### Problem
Write out the listing below word for word, line by line, and leave the picture out.

#####

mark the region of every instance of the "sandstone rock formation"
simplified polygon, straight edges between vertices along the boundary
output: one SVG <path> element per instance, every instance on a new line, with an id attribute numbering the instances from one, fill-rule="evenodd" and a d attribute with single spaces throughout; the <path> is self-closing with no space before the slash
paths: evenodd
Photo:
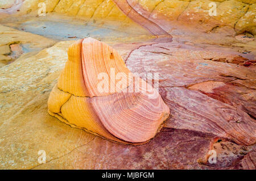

#####

### The answer
mark the region of every instance of the "sandstone rock formation"
simplified polygon, straight edges between vertices along the boundary
output: one SVG <path> element per instance, every instance on a new line, with an id attribute numbering the instances from one, fill-rule="evenodd" and a d attribute with single spaces throughout; the <path> is self-closing with no space before the slash
paths: evenodd
Photo:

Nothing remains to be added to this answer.